• THE TASKS:
(1) In the home-decorating post, who helps the writer with the painting?
(2) From the listing, copy out the lines from the one containing "Return the mask of every instance of the fledgling" through the one containing "278 156 L 271", inclusive.

• SOURCE DOCUMENT:
With visitors on the way (at a slow pace, by boat via Singapore, Mumbai and pirate waters), I’ve been doing a few last-minute things, including painting the spare room.
I love decorating. Not the doing it part, but the concepts, the colours, the shopping and the putting-it-all-together parts.
I can spend hours watching programmes like Changing Rooms and secretly wish I could be an interior designer and get paid to shop in home decor stores and play around with fabrics, cushions, lighting and layouts, before blindfolding my clients for the big reveal.
I long ago had to give up on hiring painters to do the work for me as my schemes started getting too complicated to explain to non-English speaking decorators.
Like these clouds on the playroom ceiling:
I bought special sponges and asked the painters to do ‘fluffy white clouds’. They looked at me like I was unhinged so I pointed out the window, gesturing at the heavens – to no avail because the bright-blue desert sky was, of course, devoid of clouds.
So now I do the painting myself – with help from Catherine the Great, who’s much more nimble up a ladder than I am. We’re a great team and tackle the 10ft-high walls with gusto (and a little knee-creaking on my part). But the trouble is I never quite know when to stop. As I finish a wall, other walls start to look anaemic and so I carry on, mixing and matching colours, quite possibly on a paint-fume-induced high.
It all gets a bit experimentalist too. The boys’ room features a beach at the bottom, blue waves in the middle and desert at the top. Our home also has a marble-effect wall, a multi-coloured chessboard wall and an aquarium wall to rival The Lost Chambers at the Atlantis hotel – all done as tastefully as possible.
I don’t stop when I run out of walls inside the house, either. Here’s the fairy-tale castle Catherine and I painted to liven up the boys’ sandpit outside. They were enchanted by it for all of five minutes.
DH (who won’t let me touch his study) occasionally rolls his eyes, but is mostly pleased with the results. If he starts to look nervous, I quote my mother-in-law, who once told us: “If you have a creative wife, you just have to say ‘Thank God!’ and let her get on with it.”

• Picture region annotation listing:
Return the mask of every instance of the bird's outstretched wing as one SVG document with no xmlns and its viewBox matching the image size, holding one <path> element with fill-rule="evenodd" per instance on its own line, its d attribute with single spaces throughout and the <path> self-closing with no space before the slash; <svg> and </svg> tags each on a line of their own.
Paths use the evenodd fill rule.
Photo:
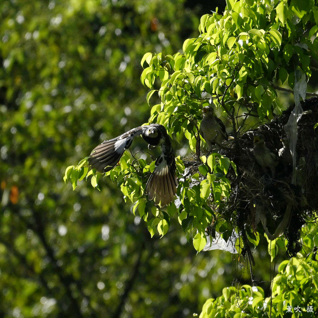
<svg viewBox="0 0 318 318">
<path fill-rule="evenodd" d="M 149 199 L 155 199 L 156 204 L 164 206 L 173 200 L 178 181 L 173 149 L 165 128 L 152 124 L 129 130 L 110 140 L 105 140 L 92 152 L 88 164 L 98 171 L 107 172 L 115 166 L 133 140 L 141 135 L 149 145 L 160 146 L 162 154 L 156 160 L 155 168 L 146 186 Z"/>
<path fill-rule="evenodd" d="M 93 150 L 88 159 L 88 164 L 97 171 L 107 172 L 114 167 L 133 140 L 147 126 L 137 127 L 118 137 L 105 140 Z"/>
</svg>

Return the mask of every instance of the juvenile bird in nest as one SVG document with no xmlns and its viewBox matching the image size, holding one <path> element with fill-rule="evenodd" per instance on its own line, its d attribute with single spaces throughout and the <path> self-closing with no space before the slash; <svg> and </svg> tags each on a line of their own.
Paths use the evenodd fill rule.
<svg viewBox="0 0 318 318">
<path fill-rule="evenodd" d="M 278 157 L 272 152 L 265 144 L 264 135 L 259 133 L 254 136 L 253 154 L 264 172 L 270 171 L 272 176 L 275 174 L 275 168 L 278 163 Z"/>
<path fill-rule="evenodd" d="M 228 139 L 225 126 L 222 121 L 214 113 L 213 108 L 209 106 L 203 107 L 203 119 L 200 127 L 200 135 L 205 141 L 211 152 L 213 146 L 220 148 L 222 142 Z"/>
<path fill-rule="evenodd" d="M 289 143 L 287 137 L 280 139 L 283 144 L 283 148 L 278 150 L 278 156 L 283 163 L 287 166 L 293 164 L 293 157 L 290 153 Z"/>
<path fill-rule="evenodd" d="M 157 158 L 155 168 L 146 186 L 148 199 L 155 198 L 161 207 L 173 201 L 176 191 L 178 181 L 173 149 L 165 128 L 158 124 L 137 127 L 117 137 L 105 140 L 95 147 L 88 157 L 88 164 L 101 172 L 111 170 L 117 163 L 125 151 L 130 146 L 135 137 L 139 135 L 152 146 L 160 146 L 162 153 Z"/>
</svg>

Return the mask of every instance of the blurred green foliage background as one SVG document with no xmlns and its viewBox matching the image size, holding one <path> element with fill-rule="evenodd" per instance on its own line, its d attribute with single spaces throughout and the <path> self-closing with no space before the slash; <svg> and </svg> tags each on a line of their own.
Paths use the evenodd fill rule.
<svg viewBox="0 0 318 318">
<path fill-rule="evenodd" d="M 100 142 L 148 121 L 143 54 L 180 50 L 224 2 L 1 2 L 0 316 L 191 317 L 249 281 L 228 252 L 196 255 L 175 220 L 151 239 L 109 178 L 100 192 L 63 180 Z M 255 278 L 269 280 L 267 269 Z"/>
</svg>

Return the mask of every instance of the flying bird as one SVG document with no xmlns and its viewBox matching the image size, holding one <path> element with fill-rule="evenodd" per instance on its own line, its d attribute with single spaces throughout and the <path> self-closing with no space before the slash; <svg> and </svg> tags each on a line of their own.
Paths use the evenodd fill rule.
<svg viewBox="0 0 318 318">
<path fill-rule="evenodd" d="M 161 207 L 173 201 L 176 192 L 178 181 L 173 149 L 165 128 L 158 124 L 152 124 L 134 128 L 117 137 L 105 140 L 92 151 L 88 164 L 102 172 L 113 169 L 125 150 L 131 145 L 135 137 L 141 135 L 151 146 L 160 146 L 162 153 L 157 158 L 154 172 L 146 185 L 149 200 Z"/>
<path fill-rule="evenodd" d="M 209 106 L 203 107 L 203 119 L 200 127 L 200 135 L 205 140 L 210 152 L 216 145 L 219 148 L 224 140 L 228 138 L 225 126 L 222 121 L 214 113 L 213 108 Z"/>
<path fill-rule="evenodd" d="M 270 171 L 272 176 L 275 174 L 275 168 L 278 163 L 278 157 L 272 152 L 265 144 L 264 135 L 258 133 L 254 136 L 253 154 L 258 164 L 265 172 Z"/>
</svg>

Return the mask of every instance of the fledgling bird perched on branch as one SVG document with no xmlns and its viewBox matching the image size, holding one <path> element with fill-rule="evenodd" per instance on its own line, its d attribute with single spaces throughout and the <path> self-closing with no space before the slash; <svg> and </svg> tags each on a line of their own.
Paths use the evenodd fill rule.
<svg viewBox="0 0 318 318">
<path fill-rule="evenodd" d="M 278 156 L 271 151 L 265 145 L 265 138 L 263 134 L 258 133 L 255 134 L 253 154 L 256 161 L 264 172 L 270 171 L 271 176 L 273 176 L 275 168 L 278 163 Z"/>
<path fill-rule="evenodd" d="M 162 125 L 152 124 L 137 127 L 113 139 L 104 141 L 92 152 L 88 164 L 97 171 L 109 171 L 130 147 L 134 138 L 141 135 L 149 145 L 161 147 L 162 153 L 156 160 L 155 170 L 147 182 L 145 191 L 149 195 L 149 200 L 155 198 L 156 204 L 164 206 L 173 200 L 178 181 L 173 149 Z"/>
<path fill-rule="evenodd" d="M 213 146 L 216 145 L 219 148 L 222 142 L 228 139 L 225 126 L 222 121 L 214 113 L 213 108 L 209 106 L 203 107 L 203 119 L 200 127 L 200 135 L 205 141 L 211 152 Z"/>
</svg>

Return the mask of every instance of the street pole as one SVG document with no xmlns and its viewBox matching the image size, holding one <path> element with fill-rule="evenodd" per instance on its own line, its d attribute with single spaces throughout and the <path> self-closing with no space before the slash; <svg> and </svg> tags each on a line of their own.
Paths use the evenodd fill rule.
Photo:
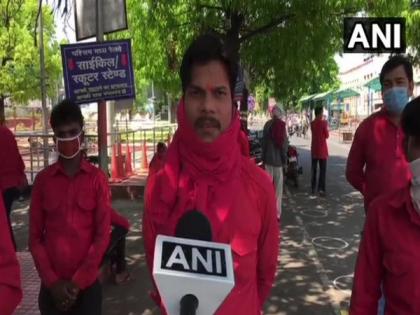
<svg viewBox="0 0 420 315">
<path fill-rule="evenodd" d="M 47 89 L 45 85 L 45 52 L 44 52 L 44 18 L 42 14 L 42 0 L 39 2 L 39 59 L 41 66 L 41 100 L 43 118 L 43 148 L 44 148 L 44 167 L 48 166 L 48 109 L 47 109 Z"/>
<path fill-rule="evenodd" d="M 155 85 L 153 81 L 152 81 L 152 105 L 153 105 L 153 153 L 156 153 Z"/>
<path fill-rule="evenodd" d="M 96 41 L 104 41 L 103 3 L 96 0 Z M 98 151 L 99 166 L 108 174 L 108 139 L 107 139 L 107 115 L 106 101 L 98 102 Z"/>
</svg>

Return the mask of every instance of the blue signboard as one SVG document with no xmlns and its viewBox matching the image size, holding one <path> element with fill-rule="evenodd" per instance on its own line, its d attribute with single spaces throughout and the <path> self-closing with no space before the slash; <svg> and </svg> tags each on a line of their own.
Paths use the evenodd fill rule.
<svg viewBox="0 0 420 315">
<path fill-rule="evenodd" d="M 61 45 L 66 97 L 75 103 L 134 98 L 130 40 Z"/>
</svg>

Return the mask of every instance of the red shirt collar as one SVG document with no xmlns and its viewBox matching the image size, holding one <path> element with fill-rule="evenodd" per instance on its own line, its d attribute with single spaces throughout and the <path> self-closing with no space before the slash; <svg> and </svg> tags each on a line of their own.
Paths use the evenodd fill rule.
<svg viewBox="0 0 420 315">
<path fill-rule="evenodd" d="M 62 174 L 66 174 L 66 172 L 64 171 L 64 167 L 62 165 L 62 163 L 60 162 L 60 159 L 55 162 L 52 166 L 51 166 L 51 175 L 57 175 L 59 172 Z M 92 171 L 92 165 L 87 162 L 84 158 L 81 157 L 81 161 L 80 161 L 80 171 L 83 171 L 85 173 L 90 173 Z"/>
</svg>

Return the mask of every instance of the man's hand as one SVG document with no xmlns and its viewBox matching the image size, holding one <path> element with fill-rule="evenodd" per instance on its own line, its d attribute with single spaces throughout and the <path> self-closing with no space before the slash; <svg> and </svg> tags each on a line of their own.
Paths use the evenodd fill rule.
<svg viewBox="0 0 420 315">
<path fill-rule="evenodd" d="M 28 179 L 26 178 L 25 174 L 22 176 L 20 184 L 17 188 L 20 193 L 23 193 L 26 190 L 26 188 L 28 188 Z"/>
<path fill-rule="evenodd" d="M 55 305 L 60 311 L 68 311 L 76 302 L 79 289 L 70 281 L 59 280 L 50 289 Z"/>
</svg>

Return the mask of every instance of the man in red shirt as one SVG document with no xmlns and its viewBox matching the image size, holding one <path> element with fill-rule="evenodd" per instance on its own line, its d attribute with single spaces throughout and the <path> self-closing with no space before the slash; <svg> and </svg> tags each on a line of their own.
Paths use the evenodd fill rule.
<svg viewBox="0 0 420 315">
<path fill-rule="evenodd" d="M 111 272 L 115 284 L 123 284 L 130 281 L 130 274 L 127 271 L 127 260 L 125 257 L 125 243 L 130 222 L 118 211 L 111 208 L 111 240 L 105 254 L 104 260 L 109 260 Z"/>
<path fill-rule="evenodd" d="M 21 299 L 19 263 L 7 227 L 3 198 L 0 195 L 0 314 L 13 314 Z"/>
<path fill-rule="evenodd" d="M 10 214 L 13 201 L 28 185 L 28 181 L 25 175 L 25 164 L 20 156 L 15 136 L 6 126 L 0 126 L 0 148 L 0 192 L 3 195 L 8 229 L 16 249 Z"/>
<path fill-rule="evenodd" d="M 420 314 L 420 98 L 406 106 L 401 126 L 413 178 L 369 206 L 350 315 L 376 315 L 381 291 L 386 315 Z"/>
<path fill-rule="evenodd" d="M 203 213 L 213 241 L 233 252 L 235 287 L 215 314 L 260 315 L 274 281 L 279 227 L 273 185 L 240 151 L 236 73 L 214 36 L 200 36 L 186 51 L 178 129 L 163 171 L 149 178 L 143 233 L 152 270 L 156 236 L 174 235 L 189 210 Z"/>
<path fill-rule="evenodd" d="M 347 159 L 347 180 L 362 193 L 365 212 L 376 197 L 405 187 L 410 180 L 400 115 L 413 95 L 413 67 L 403 56 L 391 57 L 379 79 L 384 107 L 357 128 Z"/>
<path fill-rule="evenodd" d="M 29 249 L 41 278 L 41 315 L 99 315 L 99 265 L 109 243 L 110 191 L 105 174 L 80 151 L 83 116 L 64 100 L 50 124 L 60 157 L 35 179 Z"/>
<path fill-rule="evenodd" d="M 265 169 L 272 178 L 276 188 L 277 219 L 281 216 L 281 203 L 283 198 L 283 167 L 287 161 L 286 124 L 281 119 L 282 110 L 274 105 L 271 110 L 271 119 L 263 129 L 262 160 Z"/>
<path fill-rule="evenodd" d="M 328 145 L 327 139 L 329 137 L 328 123 L 323 119 L 322 107 L 315 108 L 315 119 L 311 122 L 311 156 L 312 156 L 312 179 L 311 188 L 312 194 L 316 191 L 317 168 L 319 164 L 319 179 L 318 179 L 318 193 L 320 196 L 325 196 L 325 181 L 327 175 L 327 159 L 328 159 Z"/>
</svg>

• SOLVED PROBLEMS:
(1) Catherine the Great.

(2)
Return the mask of every instance of the fledgling bird perched on branch as one SVG document with no xmlns and its viewBox matching the image size, holding one <path> element with fill-rule="evenodd" per instance on its own line, its d attribute with single spaces throughout and the <path> self-closing with no space before the slash; <svg> and </svg> tags each on a line of their own.
Paths use the evenodd fill rule.
<svg viewBox="0 0 318 318">
<path fill-rule="evenodd" d="M 278 156 L 271 151 L 265 145 L 265 138 L 263 134 L 258 133 L 255 134 L 253 154 L 256 161 L 264 172 L 270 171 L 271 176 L 273 176 L 275 168 L 278 163 Z"/>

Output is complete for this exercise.